_MATERIAL SHOWN:_
▼

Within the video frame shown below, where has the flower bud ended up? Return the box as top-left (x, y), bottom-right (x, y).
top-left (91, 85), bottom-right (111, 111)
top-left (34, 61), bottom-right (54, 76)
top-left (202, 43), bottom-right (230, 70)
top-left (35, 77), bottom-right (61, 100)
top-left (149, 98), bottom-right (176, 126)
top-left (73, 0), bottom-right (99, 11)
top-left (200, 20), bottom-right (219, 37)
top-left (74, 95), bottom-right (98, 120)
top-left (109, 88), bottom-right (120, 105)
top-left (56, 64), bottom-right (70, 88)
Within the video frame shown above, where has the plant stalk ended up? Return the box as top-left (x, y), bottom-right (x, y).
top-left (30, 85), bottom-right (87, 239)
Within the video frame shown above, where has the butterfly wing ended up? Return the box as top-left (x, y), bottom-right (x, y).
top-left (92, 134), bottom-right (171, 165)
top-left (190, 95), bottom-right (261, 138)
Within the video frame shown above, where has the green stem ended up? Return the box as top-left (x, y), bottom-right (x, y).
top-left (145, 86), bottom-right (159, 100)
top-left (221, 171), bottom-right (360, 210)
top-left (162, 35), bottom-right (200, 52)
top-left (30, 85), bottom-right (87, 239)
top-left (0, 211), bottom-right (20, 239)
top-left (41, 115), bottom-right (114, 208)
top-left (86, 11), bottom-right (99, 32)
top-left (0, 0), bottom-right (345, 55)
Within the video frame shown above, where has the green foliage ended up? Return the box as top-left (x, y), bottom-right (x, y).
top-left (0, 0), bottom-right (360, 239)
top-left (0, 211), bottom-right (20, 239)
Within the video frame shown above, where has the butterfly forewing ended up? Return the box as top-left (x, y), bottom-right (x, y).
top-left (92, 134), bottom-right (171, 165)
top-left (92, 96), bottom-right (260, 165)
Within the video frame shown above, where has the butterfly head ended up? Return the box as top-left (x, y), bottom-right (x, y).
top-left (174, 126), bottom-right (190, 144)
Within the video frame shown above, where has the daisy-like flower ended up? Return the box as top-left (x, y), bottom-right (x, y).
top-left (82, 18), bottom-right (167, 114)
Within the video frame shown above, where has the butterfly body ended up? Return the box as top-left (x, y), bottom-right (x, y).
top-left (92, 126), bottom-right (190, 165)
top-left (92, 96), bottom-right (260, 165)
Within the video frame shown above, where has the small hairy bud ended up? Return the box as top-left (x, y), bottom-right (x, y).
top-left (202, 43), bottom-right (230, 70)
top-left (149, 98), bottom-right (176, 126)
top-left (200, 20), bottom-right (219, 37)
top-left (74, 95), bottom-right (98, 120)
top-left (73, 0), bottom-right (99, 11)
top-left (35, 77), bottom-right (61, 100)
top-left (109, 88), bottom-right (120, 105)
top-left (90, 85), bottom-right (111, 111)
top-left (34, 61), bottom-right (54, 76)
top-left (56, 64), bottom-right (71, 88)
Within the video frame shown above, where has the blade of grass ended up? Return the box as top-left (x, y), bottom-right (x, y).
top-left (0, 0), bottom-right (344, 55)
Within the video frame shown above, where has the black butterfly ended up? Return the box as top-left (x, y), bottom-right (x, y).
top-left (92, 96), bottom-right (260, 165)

▲

_EXERCISE DIRECTIONS:_ Express all the records above as a two-column CSV with the columns "prompt" and "boxes", one row per record. Put each field in quotes and replace every line break inside a field with a space.

_THE COMPLETED TASK:_
prompt,boxes
"Within the video frame shown below, where has the flower bud ended up? Return the box as top-left (x, y), bottom-right (x, y).","top-left (91, 85), bottom-right (111, 111) top-left (34, 61), bottom-right (54, 76) top-left (202, 43), bottom-right (230, 70) top-left (35, 77), bottom-right (61, 100) top-left (149, 98), bottom-right (176, 126) top-left (73, 0), bottom-right (99, 11) top-left (200, 20), bottom-right (219, 37) top-left (74, 95), bottom-right (98, 120) top-left (109, 88), bottom-right (120, 105) top-left (56, 64), bottom-right (70, 88)"
"Within the video frame shown above, where has the plant stalk ended up? Return the box as top-left (x, y), bottom-right (x, y).","top-left (30, 85), bottom-right (87, 239)"
"Within the video frame shown above, where has the butterfly wing ended up? Return the box as top-left (x, y), bottom-right (x, y).","top-left (92, 134), bottom-right (171, 165) top-left (190, 95), bottom-right (261, 138)"
"Within the video frame shown above, where has the green stem ended up? Return the box as top-left (x, y), bottom-right (x, y).","top-left (145, 86), bottom-right (159, 100) top-left (221, 171), bottom-right (360, 210) top-left (162, 35), bottom-right (200, 52) top-left (30, 85), bottom-right (87, 239) top-left (0, 211), bottom-right (20, 239) top-left (41, 115), bottom-right (114, 208) top-left (86, 11), bottom-right (99, 32) top-left (0, 0), bottom-right (345, 55)"
"Within the video frame shown above, where has the green foliage ended up? Return the box as top-left (x, y), bottom-right (x, y).","top-left (0, 0), bottom-right (360, 239) top-left (0, 211), bottom-right (20, 239)"
"Within the video frame shown above, where has the butterfly forewing ended up? Return the box as top-left (x, y), bottom-right (x, y).","top-left (92, 134), bottom-right (171, 165) top-left (92, 96), bottom-right (260, 165)"
"Within the video frame shown above, where has the butterfly head ended up? Return the box as top-left (x, y), bottom-right (x, y).","top-left (174, 126), bottom-right (190, 144)"
"Within the video frame shown above, where has the daisy-like flower ended up? Return the box as top-left (x, y), bottom-right (x, y).","top-left (82, 18), bottom-right (167, 114)"
"Within the video frame shown above, where has the butterfly body ended up? Return the box as top-left (x, y), bottom-right (x, y).","top-left (92, 126), bottom-right (190, 165) top-left (92, 96), bottom-right (260, 165)"
"Within the video frame shown above, where has the small hairy bud ended up? Return the box as top-left (x, y), bottom-right (x, y).","top-left (202, 43), bottom-right (230, 70) top-left (149, 98), bottom-right (176, 126) top-left (200, 20), bottom-right (219, 37) top-left (74, 95), bottom-right (98, 120) top-left (73, 0), bottom-right (99, 11) top-left (35, 77), bottom-right (61, 100) top-left (109, 88), bottom-right (120, 105) top-left (90, 85), bottom-right (111, 111) top-left (34, 61), bottom-right (54, 76) top-left (56, 64), bottom-right (71, 88)"
"Within the video frame shown above, where has the blade of grass ended up? Return the box as top-left (x, y), bottom-right (x, y).","top-left (0, 0), bottom-right (344, 55)"
"Within the video frame shown above, where has the black butterfly ended up? Return the box as top-left (x, y), bottom-right (x, y).","top-left (92, 96), bottom-right (260, 165)"